**Extrait du texte:**
20     Le critère applicable est celui de la première impression que laisse dans l’esprit du consommateur ordinaire plutôt pressé la vue du nom Cliquot sur la devanture des boutiques des intimées ou sur une de leurs factures, alors qu’il n’a qu’un vague souvenir des marques de commerce VEUVE CLICQUOT et qu’il ne s’arrête pas pour réfléchir à la question en profondeur, pas plus que pour examiner de près les ressemblances et les différences entre les marques. Pour reprendre les termes utilisés par le juge Pigeon dans Benson & Hedges (Canada) Ltd. c. St. Regis Tobacco Corp., [1969] R.C.S. 192, p. 202 :

 

[traduction] Nul doute que si une personne examinait les deux marques attentivement, elle les distinguerait facilement. Ce n’est toutefois pas sur cette constatation qu’il faut se fonder pour déterminer s’il existe une probabilité de confusion.

 

[...] les marques ne paraîtront pas côte à côte et [la Cour doit] essayer d’empêcher qu’une personne qui voit la nouvelle marque puisse croire qu’il s’agit de la même marque que celle qu’elle a vue auparavant, [page841] ou même qu’il s’agit d’une nouvelle marque ou d’une marque liée appartenant au propriétaire de l’ancienne marque.

 

(Citant Halsbury’s Laws of England, 3e éd., vol. 38, par. 989, p. 590.)

 

            (v) Le critère de « toutes les circonstances de l’espèce »

**Liste des données:**
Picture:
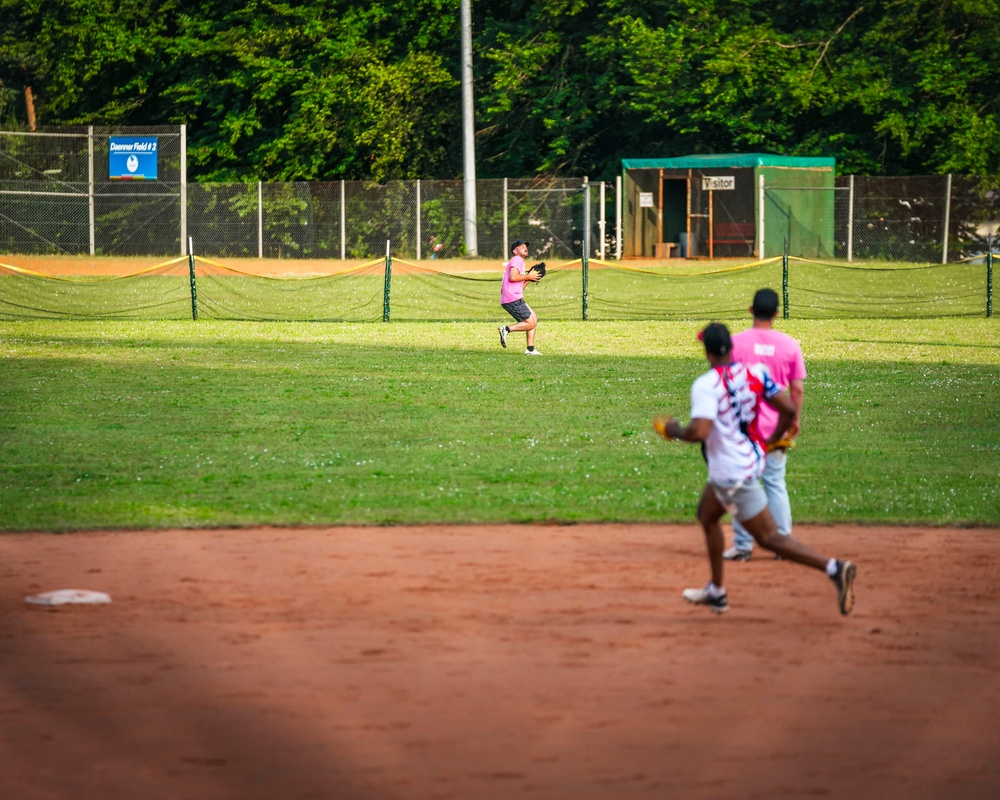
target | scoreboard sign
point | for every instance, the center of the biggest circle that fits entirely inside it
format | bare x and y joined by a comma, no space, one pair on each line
715,183
132,158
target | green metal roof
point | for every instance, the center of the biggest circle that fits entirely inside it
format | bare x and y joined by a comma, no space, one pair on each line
728,160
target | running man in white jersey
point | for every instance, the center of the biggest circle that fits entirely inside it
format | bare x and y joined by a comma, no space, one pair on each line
724,404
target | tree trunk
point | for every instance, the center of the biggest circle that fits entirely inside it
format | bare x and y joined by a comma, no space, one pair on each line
29,102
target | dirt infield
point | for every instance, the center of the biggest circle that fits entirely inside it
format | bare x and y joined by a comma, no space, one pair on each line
495,662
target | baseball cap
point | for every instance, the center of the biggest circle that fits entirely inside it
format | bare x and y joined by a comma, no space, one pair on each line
765,303
715,337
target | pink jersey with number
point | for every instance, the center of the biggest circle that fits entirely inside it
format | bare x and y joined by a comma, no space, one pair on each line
782,356
512,290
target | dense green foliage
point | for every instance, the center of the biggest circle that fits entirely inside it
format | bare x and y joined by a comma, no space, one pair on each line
110,424
338,89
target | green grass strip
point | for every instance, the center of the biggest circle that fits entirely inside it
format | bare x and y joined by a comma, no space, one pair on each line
153,424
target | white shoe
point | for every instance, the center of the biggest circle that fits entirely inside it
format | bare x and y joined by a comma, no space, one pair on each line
735,554
701,597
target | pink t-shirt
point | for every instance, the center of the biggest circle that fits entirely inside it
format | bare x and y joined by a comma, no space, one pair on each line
512,290
782,356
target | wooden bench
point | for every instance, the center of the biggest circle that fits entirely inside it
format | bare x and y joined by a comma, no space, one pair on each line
734,233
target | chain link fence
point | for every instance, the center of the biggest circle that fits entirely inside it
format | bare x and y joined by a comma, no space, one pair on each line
58,195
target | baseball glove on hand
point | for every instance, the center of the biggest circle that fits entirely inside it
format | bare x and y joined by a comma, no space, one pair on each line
660,426
786,442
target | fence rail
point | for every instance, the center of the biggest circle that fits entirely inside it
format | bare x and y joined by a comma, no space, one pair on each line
389,289
58,196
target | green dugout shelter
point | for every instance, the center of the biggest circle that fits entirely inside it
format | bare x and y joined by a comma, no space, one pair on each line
733,205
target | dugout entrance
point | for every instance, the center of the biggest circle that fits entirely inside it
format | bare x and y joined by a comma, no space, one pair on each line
727,206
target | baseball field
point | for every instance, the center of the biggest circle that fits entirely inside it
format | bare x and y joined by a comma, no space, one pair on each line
396,561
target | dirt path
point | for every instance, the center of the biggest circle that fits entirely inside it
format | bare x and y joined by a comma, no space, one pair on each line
495,662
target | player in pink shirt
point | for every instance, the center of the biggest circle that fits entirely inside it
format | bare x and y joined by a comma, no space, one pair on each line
512,297
725,402
781,354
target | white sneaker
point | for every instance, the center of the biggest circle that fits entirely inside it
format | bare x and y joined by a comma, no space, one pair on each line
701,597
735,554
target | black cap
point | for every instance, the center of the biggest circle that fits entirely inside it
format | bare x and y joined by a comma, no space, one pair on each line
765,304
716,339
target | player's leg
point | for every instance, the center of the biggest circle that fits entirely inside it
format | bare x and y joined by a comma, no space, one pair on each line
530,332
763,528
710,512
742,547
842,573
777,491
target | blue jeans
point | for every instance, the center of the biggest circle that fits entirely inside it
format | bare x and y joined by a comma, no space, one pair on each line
777,500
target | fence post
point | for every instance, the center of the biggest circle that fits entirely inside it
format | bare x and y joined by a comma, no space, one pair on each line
618,217
343,222
602,222
506,233
194,290
260,219
90,181
947,219
760,222
388,281
989,278
584,261
850,218
784,278
184,236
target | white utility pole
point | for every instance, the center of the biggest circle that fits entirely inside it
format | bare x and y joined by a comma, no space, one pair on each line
468,133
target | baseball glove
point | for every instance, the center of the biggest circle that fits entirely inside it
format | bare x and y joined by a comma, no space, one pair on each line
786,442
660,426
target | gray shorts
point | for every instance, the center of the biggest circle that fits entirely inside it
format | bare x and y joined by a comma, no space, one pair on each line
743,501
518,309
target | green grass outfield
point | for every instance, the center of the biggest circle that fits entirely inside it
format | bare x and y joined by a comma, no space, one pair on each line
155,424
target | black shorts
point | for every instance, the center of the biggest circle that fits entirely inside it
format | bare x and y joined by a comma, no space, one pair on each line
518,309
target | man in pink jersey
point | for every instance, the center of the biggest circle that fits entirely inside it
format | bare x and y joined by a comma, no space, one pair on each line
724,416
512,297
782,356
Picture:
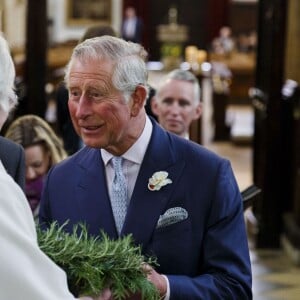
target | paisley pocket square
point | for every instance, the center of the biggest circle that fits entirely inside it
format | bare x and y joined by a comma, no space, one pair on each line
171,216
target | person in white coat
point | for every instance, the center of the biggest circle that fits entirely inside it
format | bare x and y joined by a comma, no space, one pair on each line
26,272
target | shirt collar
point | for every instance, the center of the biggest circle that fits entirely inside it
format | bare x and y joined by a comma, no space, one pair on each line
137,151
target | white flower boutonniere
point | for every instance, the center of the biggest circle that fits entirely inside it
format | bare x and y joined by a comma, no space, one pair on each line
158,180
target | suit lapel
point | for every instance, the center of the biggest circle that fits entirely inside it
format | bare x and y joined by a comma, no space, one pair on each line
92,190
145,205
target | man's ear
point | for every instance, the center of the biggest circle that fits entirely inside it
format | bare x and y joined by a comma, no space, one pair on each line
138,100
154,106
198,111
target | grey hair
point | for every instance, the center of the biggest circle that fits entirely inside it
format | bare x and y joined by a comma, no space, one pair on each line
8,98
128,58
183,75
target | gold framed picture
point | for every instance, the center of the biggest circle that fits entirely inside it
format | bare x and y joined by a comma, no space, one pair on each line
85,12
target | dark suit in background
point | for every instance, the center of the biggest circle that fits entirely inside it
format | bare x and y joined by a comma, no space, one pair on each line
13,159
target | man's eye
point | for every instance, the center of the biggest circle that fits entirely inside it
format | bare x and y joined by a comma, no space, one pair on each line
74,94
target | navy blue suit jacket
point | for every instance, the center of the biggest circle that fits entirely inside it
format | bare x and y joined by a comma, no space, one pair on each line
13,158
204,256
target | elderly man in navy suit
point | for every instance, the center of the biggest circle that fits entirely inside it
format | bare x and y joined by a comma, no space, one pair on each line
182,202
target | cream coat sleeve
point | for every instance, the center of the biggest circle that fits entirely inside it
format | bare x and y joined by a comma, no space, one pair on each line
26,272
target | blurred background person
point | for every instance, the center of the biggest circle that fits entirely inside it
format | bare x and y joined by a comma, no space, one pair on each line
132,26
72,141
11,154
224,43
177,102
43,149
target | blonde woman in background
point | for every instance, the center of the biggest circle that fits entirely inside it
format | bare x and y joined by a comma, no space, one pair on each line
43,149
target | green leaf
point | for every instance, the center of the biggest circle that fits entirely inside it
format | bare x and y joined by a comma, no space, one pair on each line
95,263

**Consigne:**
Poursuivez, s'il vous plaît, l'extrait sur le risque de confusion entre marques de commerce à la suite de sa dernière ligne.

**Réponse:**
[33]           Au paragraphe 21 de l’arrêt Veuve Clicquot, le juge Binnie a écrit ce qui suit :

 

21     Dans chaque cas, pour décider si une marque de commerce crée ou non de la confusion dans l’esprit du consommateur plutôt pressé en tenant compte « de toutes les circonstances de l’espèce », il faut considérer notamment les facteurs énumérés au par. 6(5) de la Loi. Ce sont : « a) le caractère distinctif inhérent des marques de commerce ou noms commerciaux, et la mesure dans laquelle ils sont devenus connus; b) la période pendant laquelle les marques de commerce ou noms commerciaux ont été en usage; c) le genre de marchandises, services ou entreprises; d) la nature du commerce; e) le degré de ressemblance entre les marques de commerce ou les noms commerciaux dans la présentation ou le son, ou dans les idées qu’ils suggèrent ». Cette liste n’est pas exhaustive et un poids différent sera accordé à différents facteurs selon le contexte, ainsi qu’il est mentionné dans Mattel. [Non souligné dans l’original.]

 

            (vi) En quoi s’est‑on acquitté du fardeau de la preuve?

 

[34]           Le droit est clair sur ce point. Il ne suffisait pas que Kamsut, dans les affidavits de M. Bolstad et de M. Gibbs, affirme tout simplement qu’elle vend ses produits de chocolaterie KAMA SUTRA depuis au moins 1990 ou avant la première utilisation par Jaymei en 1994.

 

[35]           Kamsut devait établir ou prouver l’existence de ces ventes par une preuve détaillée et précise de l’utilisation qui satisfait à l’exigence de l’article 4 de la Loi ou prouver que sa marque était bien connue au Canada avant la date pertinente (voir : (1) Redsand, Inc. c. Dylex Ltd., [1997] A.C.F. no 792 (C.F.P.I.), aux paragraphes 31 et 44 (Redsand); (2) J.C. Penney Co. c. Gaberdine Clothing Co., 2001 CFPI 1333, aux paragraphes 74, 75 et 82 (J.C. Penney); (3) Auld Phillips Ltd., au paragraphe 16.)

 

[36]           La nécessité d’une preuve directe pour prouver des affirmations d’emploi antérieur ou du caractère révélé de la marque découle des exigences prévues à l’article 4 de la Loi quant à ce qui constitue l’emploi et le caractère distinctif (voir J.C. Penney, aux paragraphes 80, 83, 84 et 86).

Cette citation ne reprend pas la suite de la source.